So far the issues I am seeing with host suspend/resume seem to be
graphics and SMP related, issues which XCI does not address.
I would like to get dom0 suspend/resume working with Ubuntu 8.04 or 9.04
running on top of Xen. I have used s2ram, pm-suspend and some
roll-my-own scripts with less than stellar results.
The current issue I am looking at is that Xen's time is not working
after resume. Both clocksource/1 and timer isr/1 print out persistent
"Time went backwards" messages.
- steve
On Wed, 2009-07-01 at 16:41 -0400, Kamala Narasimhan wrote:
> You might want to consider using the XCI build which already takes care of
> this issue. We have added the necessary user mode quirks plus included
> relevant components you would need along with appropriate emulation library
> that would work with 64-bit hypervisor etc.
>
> Kamala
>
> > -----Original Message-----
> > From: xen-devel-bounces@xxxxxxxxxxxxxxxxxxx [mailto:xen-devel-
> > bounces@xxxxxxxxxxxxxxxxxxx] On Behalf Of scorbin
> > Sent: Wednesday, July 01, 2009 2:26 PM
> > To: xen-devel
> > Subject: Re: [Xen-devel] Host S3
> >
> > It looks like suspend.sf.net will not work. The s2ram utility
> > requires /proc/sys/kernel/acpi_sleep_flags which does not exist in the
> > Xen patched Linux kernel. It is removed via CONFIG_ACPI_PV_SLEEP.
> >
> > So how are people using dom0 suspend/resume? Any sample scripts/code?
> > Simply doing 'echo mem > /sys/power/state' does not restore the
> > graphics
> > card. I also tried a script I found on the web that effectively does:
> >
> > # dump current data from the video card to the temporary file
> > cat /proc/bus/pci/$ID > $TMP_FILE
> >
> > # suspend
> > echo -n mem > /sys/power/state
> >
> > # restore video card data from the temporary file on resume
> > cat $TMP_FILE > /proc/bus/pci/$ID
> >
> > with the same result that bare Linux works but booting with Xen does
> > not
> > restore the video card.
> >
> > - steve
> >
> > On Wed, 2009-07-01 at 13:40 -0400, scorbin wrote:
> > > I tried it on a Dell, Lenovo and 2 HPs. Upon further investigation
> > it
> > > turns out the systems are resuming but the video card is not
> > > re-initialized. It's strange because I can use the same procedure
> > for
> > > Linux without Xen and the video resumes properly.

^^^^^^^^

Task objective:
Write the next part of the Xen host suspend and resume mailing-list thread above, picking up right after its last line.

^^^^^^^^

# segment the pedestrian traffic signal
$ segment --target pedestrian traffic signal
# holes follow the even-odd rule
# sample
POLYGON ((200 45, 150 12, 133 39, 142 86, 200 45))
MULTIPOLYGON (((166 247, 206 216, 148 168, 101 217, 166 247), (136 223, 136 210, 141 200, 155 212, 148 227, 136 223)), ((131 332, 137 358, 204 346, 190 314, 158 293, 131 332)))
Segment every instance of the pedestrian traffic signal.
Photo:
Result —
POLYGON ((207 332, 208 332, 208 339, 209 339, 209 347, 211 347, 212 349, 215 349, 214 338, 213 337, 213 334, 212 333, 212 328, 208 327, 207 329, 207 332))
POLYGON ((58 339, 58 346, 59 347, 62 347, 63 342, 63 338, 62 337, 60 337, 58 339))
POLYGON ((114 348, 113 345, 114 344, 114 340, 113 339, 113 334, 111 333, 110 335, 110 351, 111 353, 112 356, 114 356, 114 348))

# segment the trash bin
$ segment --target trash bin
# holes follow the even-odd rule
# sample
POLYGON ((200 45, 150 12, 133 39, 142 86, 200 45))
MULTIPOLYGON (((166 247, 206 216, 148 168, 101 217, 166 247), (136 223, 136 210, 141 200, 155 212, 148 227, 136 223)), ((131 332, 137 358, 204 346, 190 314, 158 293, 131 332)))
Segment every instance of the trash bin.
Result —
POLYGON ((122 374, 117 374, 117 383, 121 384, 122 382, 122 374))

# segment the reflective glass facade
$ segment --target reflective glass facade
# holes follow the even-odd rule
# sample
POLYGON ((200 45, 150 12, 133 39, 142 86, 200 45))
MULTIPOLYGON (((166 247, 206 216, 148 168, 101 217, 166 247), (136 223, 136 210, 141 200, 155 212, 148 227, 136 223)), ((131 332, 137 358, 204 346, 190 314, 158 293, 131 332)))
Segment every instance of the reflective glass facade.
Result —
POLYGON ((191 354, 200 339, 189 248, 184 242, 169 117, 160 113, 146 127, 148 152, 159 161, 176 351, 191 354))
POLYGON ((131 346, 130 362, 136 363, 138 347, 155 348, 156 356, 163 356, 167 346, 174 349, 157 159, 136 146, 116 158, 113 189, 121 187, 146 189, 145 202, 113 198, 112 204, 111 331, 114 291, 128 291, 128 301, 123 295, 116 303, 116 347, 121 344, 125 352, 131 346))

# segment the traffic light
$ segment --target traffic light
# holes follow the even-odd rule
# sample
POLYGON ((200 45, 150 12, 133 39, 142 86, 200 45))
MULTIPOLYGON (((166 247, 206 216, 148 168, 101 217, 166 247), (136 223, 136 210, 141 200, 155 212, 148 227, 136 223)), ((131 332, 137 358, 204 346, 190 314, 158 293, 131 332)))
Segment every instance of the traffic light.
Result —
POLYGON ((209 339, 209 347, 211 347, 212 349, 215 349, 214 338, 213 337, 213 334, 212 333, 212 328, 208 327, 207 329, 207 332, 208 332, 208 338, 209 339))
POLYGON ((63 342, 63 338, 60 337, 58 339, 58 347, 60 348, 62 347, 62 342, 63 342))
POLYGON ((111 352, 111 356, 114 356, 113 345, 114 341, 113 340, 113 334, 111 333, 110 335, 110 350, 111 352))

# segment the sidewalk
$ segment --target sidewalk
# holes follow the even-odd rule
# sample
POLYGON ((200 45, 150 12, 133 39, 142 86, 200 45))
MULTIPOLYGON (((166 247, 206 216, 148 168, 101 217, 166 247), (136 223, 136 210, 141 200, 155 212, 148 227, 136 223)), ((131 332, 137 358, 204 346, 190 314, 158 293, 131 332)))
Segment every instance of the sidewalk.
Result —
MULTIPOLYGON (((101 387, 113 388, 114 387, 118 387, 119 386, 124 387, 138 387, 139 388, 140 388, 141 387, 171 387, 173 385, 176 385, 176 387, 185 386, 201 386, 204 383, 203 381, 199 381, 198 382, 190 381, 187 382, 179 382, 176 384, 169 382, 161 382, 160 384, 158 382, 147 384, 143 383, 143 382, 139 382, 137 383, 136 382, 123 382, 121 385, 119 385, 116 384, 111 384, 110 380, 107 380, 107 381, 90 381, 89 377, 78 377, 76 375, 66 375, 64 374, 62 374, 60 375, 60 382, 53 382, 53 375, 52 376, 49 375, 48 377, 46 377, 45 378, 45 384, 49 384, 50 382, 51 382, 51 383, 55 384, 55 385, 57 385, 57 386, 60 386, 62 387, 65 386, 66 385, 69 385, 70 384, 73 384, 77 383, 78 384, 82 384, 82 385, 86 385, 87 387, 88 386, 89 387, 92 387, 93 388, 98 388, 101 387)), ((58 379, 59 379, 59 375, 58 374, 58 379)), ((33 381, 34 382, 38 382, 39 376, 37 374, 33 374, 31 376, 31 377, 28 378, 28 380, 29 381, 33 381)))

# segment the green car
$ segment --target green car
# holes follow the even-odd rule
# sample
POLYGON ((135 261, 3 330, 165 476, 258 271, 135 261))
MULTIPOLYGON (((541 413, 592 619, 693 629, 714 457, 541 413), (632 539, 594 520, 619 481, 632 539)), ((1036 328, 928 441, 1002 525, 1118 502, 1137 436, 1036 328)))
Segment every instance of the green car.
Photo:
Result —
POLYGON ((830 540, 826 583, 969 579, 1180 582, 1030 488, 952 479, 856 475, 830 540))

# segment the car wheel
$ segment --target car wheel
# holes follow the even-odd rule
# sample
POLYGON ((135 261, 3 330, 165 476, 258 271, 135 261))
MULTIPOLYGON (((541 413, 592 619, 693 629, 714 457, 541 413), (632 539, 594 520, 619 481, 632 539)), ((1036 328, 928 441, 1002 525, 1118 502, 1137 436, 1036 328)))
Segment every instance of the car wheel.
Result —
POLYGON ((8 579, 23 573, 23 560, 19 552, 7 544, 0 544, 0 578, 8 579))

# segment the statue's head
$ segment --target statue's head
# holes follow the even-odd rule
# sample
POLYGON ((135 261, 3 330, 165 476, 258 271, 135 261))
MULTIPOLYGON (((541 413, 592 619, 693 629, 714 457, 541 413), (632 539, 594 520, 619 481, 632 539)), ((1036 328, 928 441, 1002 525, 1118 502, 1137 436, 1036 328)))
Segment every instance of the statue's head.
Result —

^^^^^^^^

Output of the exercise:
> > >
> > > Searching the web I found suspend.sf.net. Is this what people are
> > using
> > > to do the video restore?
> > >
> > >
> > > On Wed, 2009-07-01 at 20:08 +0300, Tom Rotenberg wrote:
> > > > What is the hardware it didn't work for you?
> > > >
> > > > 2009/7/1 scorbin <steve.corbin@xxxxxxxxxxxxxxxxxxx>
> > > > What is the state of host suspend to ram? I noticed that
> > this
> > > > functionality was put into 3.2 with fixes in 3.3. I also
> > saw
> > > > something
> > > > recently that indicates there might be a separate tree
> > where
> > > > suspend/S3
> > > > is being developed/enhanced?
> > > >
> > > > I did try Xen3.3/Ubuntu8.04 and did not get host S3 to
> > resume
> > > > properly.
> > > > Straight Ubuntu 8.04 suspends/resumes fine.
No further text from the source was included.